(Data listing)
§

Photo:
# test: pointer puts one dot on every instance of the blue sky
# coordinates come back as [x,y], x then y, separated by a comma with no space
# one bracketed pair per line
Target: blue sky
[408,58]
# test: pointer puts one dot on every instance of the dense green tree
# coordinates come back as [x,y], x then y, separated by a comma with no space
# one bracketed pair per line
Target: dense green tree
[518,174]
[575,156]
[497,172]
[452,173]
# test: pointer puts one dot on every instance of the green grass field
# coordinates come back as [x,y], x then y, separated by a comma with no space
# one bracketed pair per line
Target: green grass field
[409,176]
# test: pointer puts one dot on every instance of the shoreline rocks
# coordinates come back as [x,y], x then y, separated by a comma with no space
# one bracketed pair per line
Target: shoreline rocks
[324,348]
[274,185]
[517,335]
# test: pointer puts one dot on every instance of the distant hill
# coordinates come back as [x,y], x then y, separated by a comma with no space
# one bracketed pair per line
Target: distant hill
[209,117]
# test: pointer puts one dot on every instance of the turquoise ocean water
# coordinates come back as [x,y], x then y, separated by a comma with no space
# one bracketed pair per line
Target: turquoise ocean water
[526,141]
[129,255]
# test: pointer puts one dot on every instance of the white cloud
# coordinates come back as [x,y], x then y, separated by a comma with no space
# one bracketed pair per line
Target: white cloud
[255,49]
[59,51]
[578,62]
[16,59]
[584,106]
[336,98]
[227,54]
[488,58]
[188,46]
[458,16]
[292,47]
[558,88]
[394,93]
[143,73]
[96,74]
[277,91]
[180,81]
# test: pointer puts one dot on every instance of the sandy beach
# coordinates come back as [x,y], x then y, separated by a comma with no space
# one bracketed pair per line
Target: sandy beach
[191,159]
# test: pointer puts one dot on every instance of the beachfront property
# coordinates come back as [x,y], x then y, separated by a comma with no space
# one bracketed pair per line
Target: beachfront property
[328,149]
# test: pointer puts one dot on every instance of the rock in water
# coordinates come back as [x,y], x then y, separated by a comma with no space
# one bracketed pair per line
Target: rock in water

§

→ Exercise instructions:
Rewrite the lines from the one containing "the beachfront property" through the end of the items, inclusive, keeping every request line as it is. Offset each coordinate pair by adding 50 to both its x and y values.

→ The solution:
# test: pointer puts one dot on every instance of the beachfront property
# coordinates come back as [x,y], x then y, separated by a comma with no space
# one bracketed pair per line
Target: beachfront property
[378,199]
# test: pointer puts one dot on every instance of the rock in water
# coordinates come back as [x,y], x then y, separated by a comma with no space
# one bracketed pair per line
Target: rock in water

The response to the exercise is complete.